■ **Directions for this task**
Look through the data that follows and say how many of its lines contain "object", giving the number only.

■ **Task inputs**
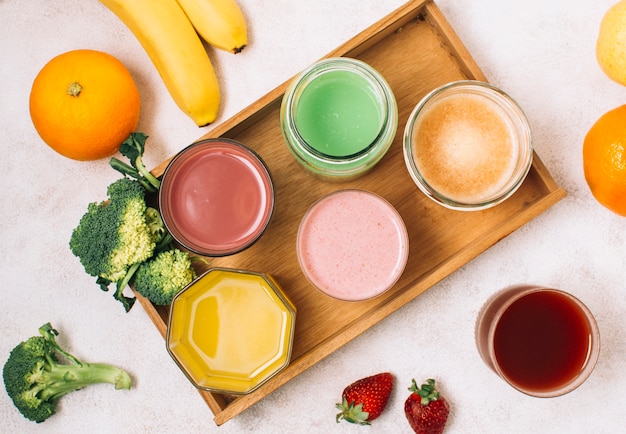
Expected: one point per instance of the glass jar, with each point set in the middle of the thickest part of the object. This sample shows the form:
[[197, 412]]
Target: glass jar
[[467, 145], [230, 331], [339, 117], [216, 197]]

--

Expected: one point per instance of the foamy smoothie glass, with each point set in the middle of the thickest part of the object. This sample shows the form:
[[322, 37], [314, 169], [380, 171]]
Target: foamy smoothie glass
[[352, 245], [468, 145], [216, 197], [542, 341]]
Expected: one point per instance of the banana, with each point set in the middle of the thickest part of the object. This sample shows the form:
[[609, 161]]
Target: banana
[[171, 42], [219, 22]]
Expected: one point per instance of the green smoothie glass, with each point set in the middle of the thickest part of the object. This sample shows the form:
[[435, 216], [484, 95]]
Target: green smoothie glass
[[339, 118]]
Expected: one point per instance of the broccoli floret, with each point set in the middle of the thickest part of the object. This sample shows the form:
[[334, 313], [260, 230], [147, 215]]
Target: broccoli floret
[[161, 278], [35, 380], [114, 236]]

■ **Completed exercise**
5